Can you repeat the lines from the one with "Task: Tag the wet" through the final line, requests included, adding 115 to every coordinate in the answers?
START Material for this exercise
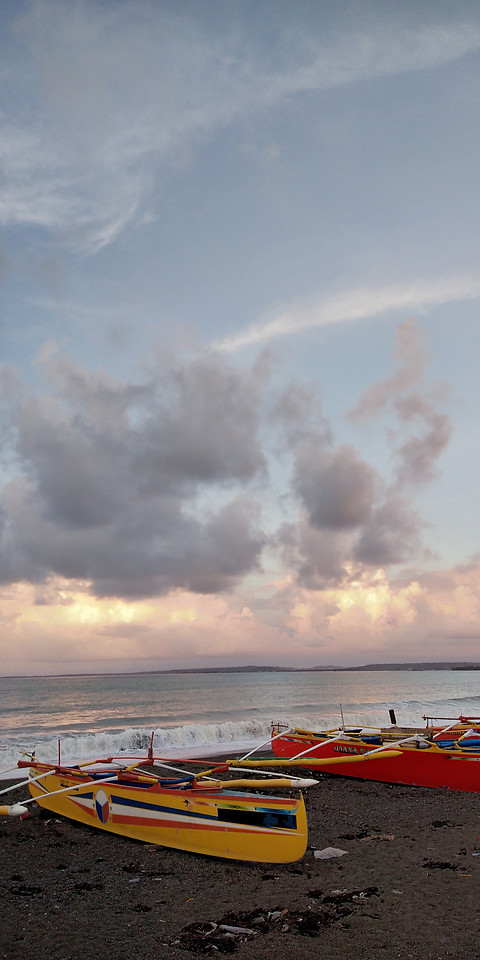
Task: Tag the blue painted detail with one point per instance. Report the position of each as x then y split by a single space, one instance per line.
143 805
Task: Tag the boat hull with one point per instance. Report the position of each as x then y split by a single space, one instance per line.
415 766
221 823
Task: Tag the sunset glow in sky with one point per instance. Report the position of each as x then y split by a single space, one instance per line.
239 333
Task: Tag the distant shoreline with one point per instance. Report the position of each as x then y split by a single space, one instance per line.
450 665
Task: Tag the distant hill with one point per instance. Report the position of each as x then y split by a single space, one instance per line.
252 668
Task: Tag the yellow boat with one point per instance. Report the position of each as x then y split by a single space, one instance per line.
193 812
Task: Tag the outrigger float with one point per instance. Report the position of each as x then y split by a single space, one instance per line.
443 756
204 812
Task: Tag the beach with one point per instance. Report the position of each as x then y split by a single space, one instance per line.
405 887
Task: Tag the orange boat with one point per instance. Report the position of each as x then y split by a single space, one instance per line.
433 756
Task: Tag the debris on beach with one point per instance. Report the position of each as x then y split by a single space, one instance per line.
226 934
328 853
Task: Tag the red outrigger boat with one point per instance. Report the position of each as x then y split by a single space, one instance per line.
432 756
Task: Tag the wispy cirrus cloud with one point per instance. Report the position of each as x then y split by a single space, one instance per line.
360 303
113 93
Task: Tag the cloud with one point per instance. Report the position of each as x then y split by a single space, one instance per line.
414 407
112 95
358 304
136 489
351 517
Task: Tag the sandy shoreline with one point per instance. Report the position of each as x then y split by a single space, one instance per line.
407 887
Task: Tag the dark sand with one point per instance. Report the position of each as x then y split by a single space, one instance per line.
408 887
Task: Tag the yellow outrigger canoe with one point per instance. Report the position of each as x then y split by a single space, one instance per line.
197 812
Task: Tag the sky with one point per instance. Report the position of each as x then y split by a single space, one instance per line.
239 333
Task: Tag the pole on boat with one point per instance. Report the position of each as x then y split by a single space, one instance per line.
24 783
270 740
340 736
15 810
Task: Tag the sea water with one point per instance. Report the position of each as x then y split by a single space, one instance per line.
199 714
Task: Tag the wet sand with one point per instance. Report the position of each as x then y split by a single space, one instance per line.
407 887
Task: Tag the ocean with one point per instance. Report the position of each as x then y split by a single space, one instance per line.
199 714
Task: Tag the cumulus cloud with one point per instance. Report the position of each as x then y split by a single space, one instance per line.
END Material for this exercise
## [Output for this task]
Task: Tag the wet sand with one point per instance. Report the position of each as x then y split by a single space, one instance per line.
522 1002
Task: Tag the ocean with one point per instance. Report the position of each as x then y split by a single space, one instance per line.
314 829
Task: Tag the cumulus cloud with one point per instance. Report the position of each as x then y split by a single space, one instance per line.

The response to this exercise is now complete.